TASK INSTRUCTIONS
Nothing but the lines from the one that contains "For the dataset, pick out the metal electrical" through the end of the listing should appear, set down exactly.

PROVIDED RECORDS
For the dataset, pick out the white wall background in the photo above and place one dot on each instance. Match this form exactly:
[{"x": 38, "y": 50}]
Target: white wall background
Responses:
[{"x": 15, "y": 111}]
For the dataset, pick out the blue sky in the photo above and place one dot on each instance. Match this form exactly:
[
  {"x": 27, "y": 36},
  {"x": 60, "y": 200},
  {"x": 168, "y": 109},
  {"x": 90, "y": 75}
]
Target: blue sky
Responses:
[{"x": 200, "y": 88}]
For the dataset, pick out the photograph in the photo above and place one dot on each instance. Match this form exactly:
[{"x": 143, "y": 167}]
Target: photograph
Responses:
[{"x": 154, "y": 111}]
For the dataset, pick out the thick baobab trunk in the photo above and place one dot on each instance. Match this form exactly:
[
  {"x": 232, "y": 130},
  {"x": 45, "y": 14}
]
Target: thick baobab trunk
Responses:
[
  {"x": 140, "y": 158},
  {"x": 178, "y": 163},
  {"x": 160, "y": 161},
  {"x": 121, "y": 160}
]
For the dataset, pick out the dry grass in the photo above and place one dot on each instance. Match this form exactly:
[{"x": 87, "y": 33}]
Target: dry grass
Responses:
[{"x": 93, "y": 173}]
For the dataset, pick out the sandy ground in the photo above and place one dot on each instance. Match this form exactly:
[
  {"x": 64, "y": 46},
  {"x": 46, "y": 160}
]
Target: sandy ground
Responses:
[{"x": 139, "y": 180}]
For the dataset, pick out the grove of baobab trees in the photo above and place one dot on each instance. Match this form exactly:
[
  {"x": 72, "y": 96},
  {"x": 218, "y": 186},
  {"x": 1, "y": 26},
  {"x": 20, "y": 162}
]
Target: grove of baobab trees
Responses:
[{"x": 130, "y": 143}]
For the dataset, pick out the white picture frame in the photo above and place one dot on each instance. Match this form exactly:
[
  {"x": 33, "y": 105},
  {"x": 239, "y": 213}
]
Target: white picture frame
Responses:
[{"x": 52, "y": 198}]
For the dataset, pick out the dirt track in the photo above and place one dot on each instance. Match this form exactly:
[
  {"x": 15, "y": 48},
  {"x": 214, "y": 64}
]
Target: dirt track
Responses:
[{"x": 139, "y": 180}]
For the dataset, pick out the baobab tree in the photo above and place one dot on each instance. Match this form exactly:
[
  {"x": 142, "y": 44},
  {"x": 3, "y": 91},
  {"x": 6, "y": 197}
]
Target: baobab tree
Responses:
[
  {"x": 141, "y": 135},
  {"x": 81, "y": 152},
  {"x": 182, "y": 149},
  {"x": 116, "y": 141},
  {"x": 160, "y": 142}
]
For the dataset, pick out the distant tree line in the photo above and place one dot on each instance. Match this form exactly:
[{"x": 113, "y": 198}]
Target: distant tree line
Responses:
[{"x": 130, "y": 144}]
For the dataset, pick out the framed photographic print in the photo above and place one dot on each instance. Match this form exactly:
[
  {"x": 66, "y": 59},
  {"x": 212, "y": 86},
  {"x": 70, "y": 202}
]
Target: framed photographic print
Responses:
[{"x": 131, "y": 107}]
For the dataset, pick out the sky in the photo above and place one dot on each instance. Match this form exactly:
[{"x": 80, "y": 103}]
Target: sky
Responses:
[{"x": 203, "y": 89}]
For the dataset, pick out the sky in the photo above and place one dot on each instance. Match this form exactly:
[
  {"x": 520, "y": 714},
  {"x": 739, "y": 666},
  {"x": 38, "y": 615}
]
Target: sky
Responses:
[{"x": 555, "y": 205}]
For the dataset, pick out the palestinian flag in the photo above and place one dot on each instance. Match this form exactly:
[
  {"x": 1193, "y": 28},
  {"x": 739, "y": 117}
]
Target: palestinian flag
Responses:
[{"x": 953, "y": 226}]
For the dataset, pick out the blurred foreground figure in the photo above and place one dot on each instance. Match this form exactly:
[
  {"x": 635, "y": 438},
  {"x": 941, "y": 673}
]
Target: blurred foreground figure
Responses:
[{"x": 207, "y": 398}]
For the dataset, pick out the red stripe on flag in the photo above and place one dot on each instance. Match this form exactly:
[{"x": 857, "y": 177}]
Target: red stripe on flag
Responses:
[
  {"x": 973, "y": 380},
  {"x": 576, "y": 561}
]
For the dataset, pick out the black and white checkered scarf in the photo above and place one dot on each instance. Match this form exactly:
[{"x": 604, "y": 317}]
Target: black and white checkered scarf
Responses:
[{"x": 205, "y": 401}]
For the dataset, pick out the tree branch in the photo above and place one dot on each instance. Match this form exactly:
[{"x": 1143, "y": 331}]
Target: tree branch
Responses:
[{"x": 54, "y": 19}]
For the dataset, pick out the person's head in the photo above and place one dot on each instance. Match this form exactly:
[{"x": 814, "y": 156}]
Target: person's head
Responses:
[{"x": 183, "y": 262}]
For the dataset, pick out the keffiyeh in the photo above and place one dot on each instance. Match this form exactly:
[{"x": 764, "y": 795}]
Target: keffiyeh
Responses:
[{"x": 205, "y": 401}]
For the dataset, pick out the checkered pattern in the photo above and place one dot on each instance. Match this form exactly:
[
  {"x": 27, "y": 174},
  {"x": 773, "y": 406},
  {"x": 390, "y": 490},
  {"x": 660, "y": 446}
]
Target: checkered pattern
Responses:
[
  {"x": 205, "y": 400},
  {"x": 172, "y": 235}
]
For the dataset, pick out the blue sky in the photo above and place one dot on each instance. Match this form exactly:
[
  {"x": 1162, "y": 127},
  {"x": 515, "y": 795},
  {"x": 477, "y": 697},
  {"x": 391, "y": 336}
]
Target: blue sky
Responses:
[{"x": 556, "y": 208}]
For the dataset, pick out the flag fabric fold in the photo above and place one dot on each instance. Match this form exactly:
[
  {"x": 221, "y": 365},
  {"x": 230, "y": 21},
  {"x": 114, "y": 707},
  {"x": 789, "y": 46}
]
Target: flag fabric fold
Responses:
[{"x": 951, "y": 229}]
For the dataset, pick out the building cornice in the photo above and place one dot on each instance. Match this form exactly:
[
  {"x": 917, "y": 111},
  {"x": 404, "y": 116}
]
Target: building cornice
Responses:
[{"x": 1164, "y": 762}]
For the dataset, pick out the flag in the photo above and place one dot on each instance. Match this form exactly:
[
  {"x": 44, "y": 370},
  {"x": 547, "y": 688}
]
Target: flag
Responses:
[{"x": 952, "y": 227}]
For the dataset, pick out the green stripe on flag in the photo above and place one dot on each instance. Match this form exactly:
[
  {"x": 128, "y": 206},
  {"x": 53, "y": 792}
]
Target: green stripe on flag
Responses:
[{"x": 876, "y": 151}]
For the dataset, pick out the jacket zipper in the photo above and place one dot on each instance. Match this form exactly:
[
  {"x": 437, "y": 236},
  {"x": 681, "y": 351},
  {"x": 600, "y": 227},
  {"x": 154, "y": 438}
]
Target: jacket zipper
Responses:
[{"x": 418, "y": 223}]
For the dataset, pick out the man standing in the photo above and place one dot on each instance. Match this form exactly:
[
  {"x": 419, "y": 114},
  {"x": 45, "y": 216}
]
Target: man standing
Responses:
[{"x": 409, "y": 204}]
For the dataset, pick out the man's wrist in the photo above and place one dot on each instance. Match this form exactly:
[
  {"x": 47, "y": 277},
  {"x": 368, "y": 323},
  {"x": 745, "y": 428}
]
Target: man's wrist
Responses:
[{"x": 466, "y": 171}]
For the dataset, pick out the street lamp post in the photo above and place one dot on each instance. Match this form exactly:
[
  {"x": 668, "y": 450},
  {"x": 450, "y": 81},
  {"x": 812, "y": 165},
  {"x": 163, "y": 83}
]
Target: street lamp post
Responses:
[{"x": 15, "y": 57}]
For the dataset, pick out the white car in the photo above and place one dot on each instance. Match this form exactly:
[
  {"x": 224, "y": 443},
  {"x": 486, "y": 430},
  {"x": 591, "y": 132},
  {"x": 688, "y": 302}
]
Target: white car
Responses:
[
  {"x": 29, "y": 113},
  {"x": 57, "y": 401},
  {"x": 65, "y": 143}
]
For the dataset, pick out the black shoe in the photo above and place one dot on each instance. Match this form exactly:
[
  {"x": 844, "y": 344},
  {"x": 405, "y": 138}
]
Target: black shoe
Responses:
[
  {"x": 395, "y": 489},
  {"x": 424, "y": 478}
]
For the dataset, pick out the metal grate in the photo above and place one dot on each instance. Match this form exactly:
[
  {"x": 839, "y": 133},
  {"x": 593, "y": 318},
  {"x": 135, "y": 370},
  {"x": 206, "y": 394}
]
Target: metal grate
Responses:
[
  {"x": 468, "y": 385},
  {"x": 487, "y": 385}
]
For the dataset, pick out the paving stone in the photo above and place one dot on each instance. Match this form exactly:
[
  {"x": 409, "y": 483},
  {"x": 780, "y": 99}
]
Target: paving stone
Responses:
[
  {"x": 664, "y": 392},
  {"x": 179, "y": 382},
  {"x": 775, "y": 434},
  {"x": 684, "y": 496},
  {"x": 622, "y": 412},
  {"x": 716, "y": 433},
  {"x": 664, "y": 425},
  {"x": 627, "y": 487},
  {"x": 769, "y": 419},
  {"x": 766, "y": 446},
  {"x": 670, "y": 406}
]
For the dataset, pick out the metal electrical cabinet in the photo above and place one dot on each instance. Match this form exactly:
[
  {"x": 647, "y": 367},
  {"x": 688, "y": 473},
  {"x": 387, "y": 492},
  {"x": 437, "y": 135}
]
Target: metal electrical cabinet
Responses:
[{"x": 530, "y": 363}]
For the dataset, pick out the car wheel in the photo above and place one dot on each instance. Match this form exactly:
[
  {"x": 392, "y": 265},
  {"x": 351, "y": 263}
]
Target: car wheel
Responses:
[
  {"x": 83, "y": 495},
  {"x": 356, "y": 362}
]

SOLVED PROBLEM
For the dataset, pick out the metal electrical cabinet in the photo above and place one dot on each instance. Match this form exactly:
[
  {"x": 647, "y": 367},
  {"x": 688, "y": 473},
  {"x": 387, "y": 492},
  {"x": 437, "y": 135}
]
Target: metal electrical cabinet
Responses:
[{"x": 530, "y": 363}]
For the dataset, pick out the car wheel in the photo above and place one dot on each instance. Match this form exactly:
[
  {"x": 392, "y": 265},
  {"x": 351, "y": 263}
]
Target: car wheel
Responses:
[
  {"x": 83, "y": 495},
  {"x": 356, "y": 362}
]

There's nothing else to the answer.